◆ CONSIGNA 1
Según el fragmento sobre Davies y Messi, ¿qué prometió hacer Davies con la foto en la que Messi lo ayuda a levantarse?
◆ CONSIGNA 2
Prosigue el fragmento sobre Davies y Messi a partir de su última oración.

◆ TEXTO PROPORCIONADO
--------

Pero ese 8 a 2 fue emblemático para ambos. Para Messi por tratarse de la peor derrota en su carrera. Para Davies por enfrentar a su máximo ídolo. “Mi mamá me llamó y después mi papá se puso al teléfono, y él me dijo: ‘Así que vas a jugar contra tu futbolista favorito…’. Yo le respondí: ‘Sí’. Y ambos empezamos a reír en el teléfono. Honestamente no podíamos creerlo, porque él sabe que yo veía mucho a Messi cuando era más joven. Mientras crecía, solía verlo todo el tiempo y ahora lo voy a estar enfrentándolo”, dijo. De aquel partido brotaron dos situaciones particulares: una que ocurrió durante el juego y otra que sucedió apenas terminado. En los primeros minutos del partido, cuando ya el marcador iba uno a uno, Davies avanzó por izquierda y Messi, desde atrás, lo tocó para que trastabillara y frenara su carrera. Luego, el argentino lo levantó y le hizo un mimo en la cabeza a modo de disculpas. El gesto se eternizó en una foto. “Messi me cometió una falta y luego me ayudó a levantarme. Esa imagen se quedará conmigo para siempre. Voy a enmarcar esa foto”, prometió. Consumada la victoria, Davies quiso quedarse con un recuerdo del argentino, su ídolo. “Le pedí la camiseta, pero creo que estaba un poco molesto, fastidiado, y me la negó. Está bien, quizá la próxima vez tenga más suerte”, deslizó.

--------

◆ EXTRACTOS DE LÍNEAS
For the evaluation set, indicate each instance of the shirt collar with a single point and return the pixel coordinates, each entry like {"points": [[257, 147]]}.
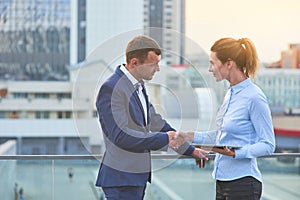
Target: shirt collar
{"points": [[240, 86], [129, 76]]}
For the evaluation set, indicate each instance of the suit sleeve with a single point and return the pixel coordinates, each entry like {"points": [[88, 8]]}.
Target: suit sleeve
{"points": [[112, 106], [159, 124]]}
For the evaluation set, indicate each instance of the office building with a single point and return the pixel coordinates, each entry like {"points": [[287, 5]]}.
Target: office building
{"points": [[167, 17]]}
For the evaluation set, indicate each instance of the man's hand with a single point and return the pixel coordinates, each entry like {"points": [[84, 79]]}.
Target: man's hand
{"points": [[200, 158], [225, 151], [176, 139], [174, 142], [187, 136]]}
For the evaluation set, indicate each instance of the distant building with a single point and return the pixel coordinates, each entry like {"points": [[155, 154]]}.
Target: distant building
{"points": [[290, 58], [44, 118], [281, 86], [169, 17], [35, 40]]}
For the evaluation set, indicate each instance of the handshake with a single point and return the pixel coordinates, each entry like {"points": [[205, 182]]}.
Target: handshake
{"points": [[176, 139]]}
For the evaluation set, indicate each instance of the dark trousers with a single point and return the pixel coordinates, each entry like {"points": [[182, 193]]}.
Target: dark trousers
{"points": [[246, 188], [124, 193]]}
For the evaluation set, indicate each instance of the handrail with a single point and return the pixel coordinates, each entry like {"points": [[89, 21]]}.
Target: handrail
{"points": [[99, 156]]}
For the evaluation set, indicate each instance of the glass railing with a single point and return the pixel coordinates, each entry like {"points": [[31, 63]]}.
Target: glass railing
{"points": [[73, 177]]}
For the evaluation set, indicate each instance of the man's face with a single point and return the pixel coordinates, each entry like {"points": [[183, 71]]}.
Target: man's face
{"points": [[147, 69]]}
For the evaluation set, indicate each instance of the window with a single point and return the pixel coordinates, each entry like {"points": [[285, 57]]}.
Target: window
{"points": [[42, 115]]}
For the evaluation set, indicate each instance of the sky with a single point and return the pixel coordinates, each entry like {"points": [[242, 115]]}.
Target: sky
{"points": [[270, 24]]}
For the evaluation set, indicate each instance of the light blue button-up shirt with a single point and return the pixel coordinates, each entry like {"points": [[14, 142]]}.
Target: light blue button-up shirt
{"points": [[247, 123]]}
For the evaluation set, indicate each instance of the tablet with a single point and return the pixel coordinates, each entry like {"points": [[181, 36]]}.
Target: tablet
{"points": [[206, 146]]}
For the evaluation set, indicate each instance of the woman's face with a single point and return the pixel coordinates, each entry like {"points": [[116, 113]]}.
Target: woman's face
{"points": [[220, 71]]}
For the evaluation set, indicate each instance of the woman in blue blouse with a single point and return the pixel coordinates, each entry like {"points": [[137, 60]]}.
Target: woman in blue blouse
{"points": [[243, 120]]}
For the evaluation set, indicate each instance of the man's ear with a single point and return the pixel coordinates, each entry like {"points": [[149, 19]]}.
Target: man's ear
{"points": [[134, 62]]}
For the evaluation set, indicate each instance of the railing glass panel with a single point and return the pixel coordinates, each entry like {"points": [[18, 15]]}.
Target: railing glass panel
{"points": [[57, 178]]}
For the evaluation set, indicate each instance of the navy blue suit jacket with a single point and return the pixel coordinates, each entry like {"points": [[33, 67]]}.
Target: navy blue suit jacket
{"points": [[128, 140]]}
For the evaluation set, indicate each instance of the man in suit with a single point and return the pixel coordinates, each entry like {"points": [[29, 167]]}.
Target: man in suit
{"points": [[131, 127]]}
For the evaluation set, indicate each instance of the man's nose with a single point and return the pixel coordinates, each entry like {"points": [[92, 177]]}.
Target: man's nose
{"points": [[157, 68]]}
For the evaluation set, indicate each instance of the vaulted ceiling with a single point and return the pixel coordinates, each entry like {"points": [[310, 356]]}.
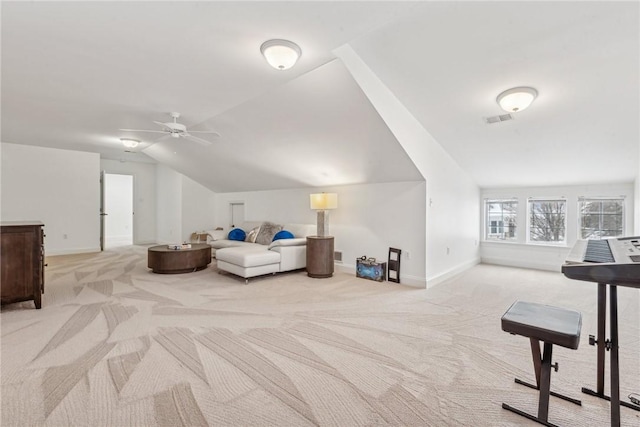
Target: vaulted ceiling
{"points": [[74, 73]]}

--------

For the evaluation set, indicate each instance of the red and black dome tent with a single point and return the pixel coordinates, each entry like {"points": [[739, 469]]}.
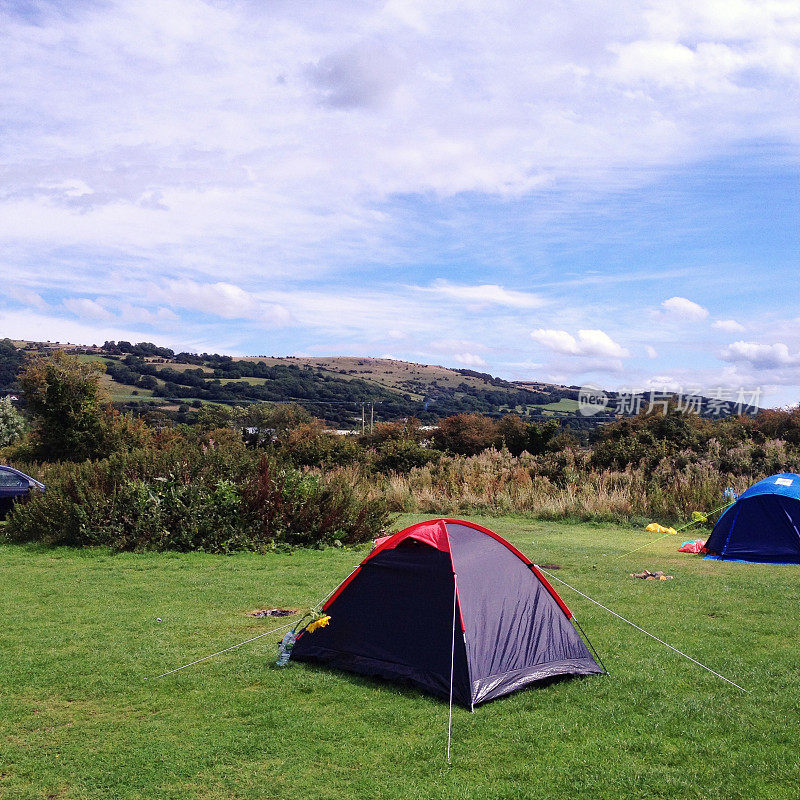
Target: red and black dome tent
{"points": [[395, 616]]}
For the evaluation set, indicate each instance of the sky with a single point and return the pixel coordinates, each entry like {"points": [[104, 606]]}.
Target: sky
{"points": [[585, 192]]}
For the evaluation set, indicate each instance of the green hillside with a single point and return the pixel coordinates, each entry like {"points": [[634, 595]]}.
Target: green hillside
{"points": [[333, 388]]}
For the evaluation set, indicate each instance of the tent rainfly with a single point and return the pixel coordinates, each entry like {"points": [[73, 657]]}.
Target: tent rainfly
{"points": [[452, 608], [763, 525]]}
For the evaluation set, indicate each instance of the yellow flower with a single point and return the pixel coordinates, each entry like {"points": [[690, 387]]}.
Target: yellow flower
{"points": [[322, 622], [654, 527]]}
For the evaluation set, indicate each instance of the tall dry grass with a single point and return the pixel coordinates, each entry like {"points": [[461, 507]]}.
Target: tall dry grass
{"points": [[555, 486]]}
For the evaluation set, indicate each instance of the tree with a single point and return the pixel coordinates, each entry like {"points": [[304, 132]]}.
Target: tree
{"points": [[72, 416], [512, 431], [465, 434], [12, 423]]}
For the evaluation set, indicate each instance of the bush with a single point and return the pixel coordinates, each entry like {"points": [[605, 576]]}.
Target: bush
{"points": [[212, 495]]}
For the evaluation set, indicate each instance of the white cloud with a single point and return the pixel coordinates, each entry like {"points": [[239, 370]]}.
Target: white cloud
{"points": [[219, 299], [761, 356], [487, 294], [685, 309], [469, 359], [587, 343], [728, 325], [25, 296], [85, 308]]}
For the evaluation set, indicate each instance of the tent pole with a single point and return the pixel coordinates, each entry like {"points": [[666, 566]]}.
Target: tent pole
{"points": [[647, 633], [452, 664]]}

--------

◆ RESPUESTA 1
Prometió enmarcarla.

◆ RESPUESTA 2
La próxima vez tuvo más suerte. Lo consiguió tres años después, cuando volvieron a enfrentarse. Luego del triunfo por uno a cero del Bayern al PSG, Davies fue el primer rival en acercarse a saludar a Messi. No hizo falta que intercambiaran palabras ni algún gesto universal, como si ya lo hubiesen acordado antes. Cada uno se sacó su camiseta y se la dio al otro. “Por fin tengo la camiseta de Leo Messi. La última vez me la perdí, pero es aún mejor ya que ahora es campeón del mundo”, celebró. En noviembre de ese año, subió una foto a su cuenta de instagram que ilustraba ese orgullo: la camiseta 30 de Messi enmarcada en su casa de Edmonton, Canadá.
Varias veces Davies dijo que Messi era el mejor jugador del mundo. Pero lo que evidencia esa devoción se constata en rasgos de su intimidad y de su autenticidad. El canadiense es activo en sus redes sociales, donde exhibe una personalidad histriónica. Se filma actuando, bailando y bromeando con sus amigos. Un video en el que se lo ve en una suerte de sala de juegos de su casa, de fondo se distingue que cumplió con su promesa de enmarcar la foto en la que Messi le extiende la mano para levantarlo. Hubo un tiempo que fue streamer. En 2021, se filmó jugando al FIFA y en un sobre en la versión Ultimate Team le tocó el 10 de Argentina. Su grito, su entusiasmo, su éxtasis fue viral.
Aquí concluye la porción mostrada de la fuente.